Entri yang Diunggulkan

In Memoriam : Dra.Hj.Sri Aslichah, Srikandi Aisyiyah Kecamatan Kalibagor, Banyumas (02)

Dalam diri Bu Hajjah Sri Aslichah, memang mengalir darah Muhammadiyah dari ayahnya, Bapak Kaswan Abusoli. Ayahnya pada waktu muda adal...

Senin, 23 Juli 2018

(05) Mengenal Lebih Dekat : Syekh Muhammad Ibnu Abdul Wahhab




 Keterangan Gambar:Paling kanan adalah Syekh Muhammad Ibnu Abdul Wahhab

5.Karya dan Ajaran Syekh Muhammad Ibnu Abdul Wahhab.

Pengalamannya mengembara ke negeri-negeri Islam itu, semakin memperkuat tekadnya untuk melancarkan gerakan reformasi. Hampir di setiap negeri Islam yang dikunjungi Syekh Abdul Wahhab, dia menyaksikan kuburan-kuburan para syekh tarekat yang bertebaran di mana-mana. Hampir di tiap kota, bahkan di tiap desa dan kampung-kampung mempunyai kuburan syekh atau wali masing-masing. Ke kuburan-kuburan para syekh atau wali tarekat itulah umat Islam pergi berbondong-bondong untuk berziarah. Pada jaman sekarang mungkin dikenal sebagai wisata relijius. Tujuan para peziarah itu adalah untuk menyelesaikan berbagai problem kehidupan yang melilit mereka, seperti  agar diberi jodoh, anak, kesembuhan penyakit, jabatan, kekayaan dan seribu macam problem kehidupan lainnya.

Dinasti Turki Utsmani pada masa kemundurannya, memang banyak melakukan pembangunan kubah-kubah yang mewah di atas kuburan para syekh dan wali tarekat, maupun makam para sahabat Nabi saw. Misalnya saja Dinasti Turki Utsmani pada masa Sultan Abdul Azis (1861-1876 M), membebaskan pajak atas seluruh penduduk Bashrah. Alasannya sebagai penghormatan pada kuburan yang mulia  Zubair bin Awwam. Di atas makam itu juga dibangun sebuah masjid yang mewah. Bahkan Ibunda Sultan Abdul Azis, menyuruh memperbaiki kubah di atas kuburan itu dan merenovasi masjid di atas makam  agar menjadi lebih besar.
● ● ● ● ●
> [SOAL LATIHAN 1]: Ubah bagian kutipan dokumen yang dimulai dengan "In Memoriam : Dra.Hj.Sri" dan berlanjut hingga "waktu muda adal..." dengan mengganti "Kalibagor" menjadi "Sokaraja". Tuliskan kembali bagian itu secara utuh.
> [SOAL LATIHAN 2]: Lanjutkan kutipan dokumen tentang Syekh Muhammad Ibnu Abdul Wahhab, mulai sesudah kalimat terakhirnya.
Catatan-catatan itu merupakan bahan tersendiri yang terpisah dari kutipan dokumen ini.
● ● ● ● ●
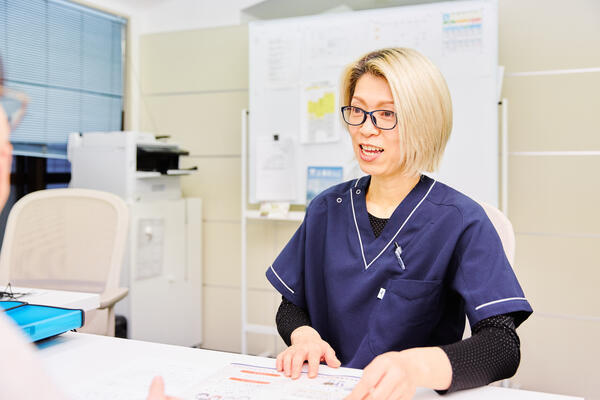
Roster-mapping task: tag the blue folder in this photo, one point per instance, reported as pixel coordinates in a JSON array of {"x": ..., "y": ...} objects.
[{"x": 41, "y": 322}]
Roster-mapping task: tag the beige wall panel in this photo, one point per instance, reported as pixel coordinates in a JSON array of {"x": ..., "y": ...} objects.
[
  {"x": 560, "y": 356},
  {"x": 560, "y": 275},
  {"x": 553, "y": 113},
  {"x": 260, "y": 236},
  {"x": 548, "y": 34},
  {"x": 261, "y": 307},
  {"x": 192, "y": 61},
  {"x": 203, "y": 124},
  {"x": 554, "y": 194},
  {"x": 218, "y": 183},
  {"x": 222, "y": 319},
  {"x": 222, "y": 253}
]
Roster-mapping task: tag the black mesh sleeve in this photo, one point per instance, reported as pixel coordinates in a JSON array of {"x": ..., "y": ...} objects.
[
  {"x": 490, "y": 354},
  {"x": 289, "y": 317}
]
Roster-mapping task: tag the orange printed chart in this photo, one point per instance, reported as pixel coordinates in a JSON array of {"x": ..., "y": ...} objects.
[{"x": 249, "y": 382}]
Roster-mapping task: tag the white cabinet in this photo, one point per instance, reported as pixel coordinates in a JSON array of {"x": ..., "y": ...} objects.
[{"x": 163, "y": 270}]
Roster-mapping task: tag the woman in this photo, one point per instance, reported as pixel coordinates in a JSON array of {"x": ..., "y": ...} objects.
[
  {"x": 383, "y": 270},
  {"x": 24, "y": 365}
]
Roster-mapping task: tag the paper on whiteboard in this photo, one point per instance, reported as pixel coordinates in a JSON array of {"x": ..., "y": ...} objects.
● ● ● ● ●
> [JAWABAN LATIHAN 1]:
In Memoriam : Dra.Hj.Sri Aslichah, Srikandi Aisyiyah Kecamatan Sokaraja, Banyumas (02)

Dalam diri Bu Hajjah Sri Aslichah, memang mengalir darah Muhammadiyah dari ayahnya, Bapak Kaswan Abusoli. Ayahnya pada waktu muda adal...

> [JAWABAN LATIHAN 2]:
Pada masa Sultan Hamid II ( 1876- 1903 M ), kembali   Sultan  memerintahkan pembangunan masjid itu dalam bentuknya yang lebih besar, kubahnya diputihkan, dibangun pula tempat persemayaman. Dia pun menyuruh Gubernur Bashrah Nashir Pasya Al-Sadun, menjadi pengawasnya. Padahal Turki Utsmani sedang terpuruk akibat kalah perang dengan Rusia dalam Perang Krim ( Cirmean War) pada 1854-1856 M, yang mengakibatkan banyak wilayah Turki Utsmani lepas, sehingga mendapat ejekan dari pers barat sebagai The Sick Man. Tapi Sultan Hamid II malah asyik membangun proyek mercu suar. Proyek itu  berupa pembangunan kubah-kubah kuburan para wali tarekat dan kuburan para sahabat. Misalnya saja, Sultan Abdul Hamid II juga masih sempat menyuruh agar dua kuburan di Bashrah yakni kuburan Zubair dan Utbah bin Ghazwan diberi kelambu yang terbuat dari sutera merah yang di bordir dengan benang perak. Sultan juga memerintahkan agar diletakkan tempat dupa dan tempat kembang yang terbuat dari perak di dua kuburan tersebut.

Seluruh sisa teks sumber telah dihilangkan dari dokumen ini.